━━━━━ Document passage ━━━━━

Cities: Skylines has been making waves, selling big and garnering a lot of great feedback after releasing in early March. However, some gamers have found themselves in need of a bit of help when it comes to tackling some of the more advanced techniques for building a successful city.
First up, if you wanted to learn how to make use of the asset editor there’s a neat tutorial that Biffa2001 has for putting together your own customized assets. One thing worth keeping in mind is that depending on which way you drag directional assets is the direction that the asset will face. You can check out the video below.
Biffa2001 has a complete playlist for many of the different tools and options available in Cities: Skylines, including a look at the game’s map editor, which is the first video in the playlist that you can check out below.
Keep in mind that editing maps enables you to choose how the terrain will look when it’s time to make your own city. You can alter everything from the height maps of the terrain; use sculpting tool to raise and lower mountains, add in forests, ship paths, roadways, airways, and even utilize the water tool so you can have a city spread across a watery sea, Dubai-style.
If you’ve had any kind of familiarity with the Far Cry map maker then you’ll be right at home with the editing tools in Cities: Skylines.
Another useful piece of video help comes from YouTuber Strictoaster. He has a series of videos that showcases to gamers how to design more advanced roadways, freeways, farms and city infrastructures.
If you want a look at how to design complex, advanced road designs for your city, Strictoaster has a neat video that clocks in at just over 10 minutes showing how to do road conversions, creating avenues from freeways and expanding your roads to include some artistically roundabout designs. You can check it out below.
If also need to check out his guide for making basic roads, or you need a little help with a few other features in the game, such as designing a functioning and thorough railroad system, Strictoaster also has a few videos to help you with that stuff as well.
In a short video series you can see how to utilize some of the more advanced features in Cities: Skylines for transportation with the playlist below.

━━━━━

→ **Directions**
A. Copy the Cities: Skylines guide article word for word from "Cities: Skylines has" to "a successful city.".
B. Write the next part of the Cities: Skylines guide article, picking up after its last sentence.
The lines after this point come from a separate source.

━━━━━ Data block ━━━━━

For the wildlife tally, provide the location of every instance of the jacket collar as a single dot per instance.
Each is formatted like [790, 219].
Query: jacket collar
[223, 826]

━━━━━

→ **Responses for each task**
A.
Cities: Skylines has been making waves, selling big and garnering a lot of great feedback after releasing in early March. However, some gamers have found themselves in need of a bit of help when it comes to tackling some of the more advanced techniques for building a successful city.

B.
Speaking of transportation and roadways… that brings us to another important aspect of Cities: Skylines… artificial intelligence.
Apparently the AI got a wee bit slapped with the derp stick in the noggin and they have some issues with complex roads. If you watched the video above and have a really cool roadway setup in your city, but you find that the AI are acting quite petarded, you may need to make a few alterations. Steejo does a fantastic job of explaining how some of the AI routines work and why they sometimes make the decisions that they do when getting on or off the freeway or how they ride the main roads.
You can check out the video below to get a bit of help when it comes to the traffic AI.
Now there have been some basic guides out there for zoning in Cities: Skylines – how to put down the roads, power stations and civilian housing – but maybe you’re looking for a bit more help on more advanced ways to build your city without screwing everything up?
Well, a lot of the zoning boils down to economic management. So how do you manage your economy so you can zone your city properly and get the biggest dollar return on your city design? Well, N3RDVINE Gaming has a breakdown on how to monitor, manipulate and maximize the potential from your citizens, as well as how to get corners and bolster profitability for your city. It’s a quick video so you won’t have to worry about spending a lot of time listening to accounting jargon. You can check it out below.
Cities: Skylines is available right now, exclusively for PC. The game is racking up all kinds of overwhelmingly positive feedback for its user-friendly design, modding capabilities, Steam Workshop integration and offline single-player options. You can learn more about the game by paying a visit to the official website or you can scoop up a copy if you haven’t already by visiting the Steam store page.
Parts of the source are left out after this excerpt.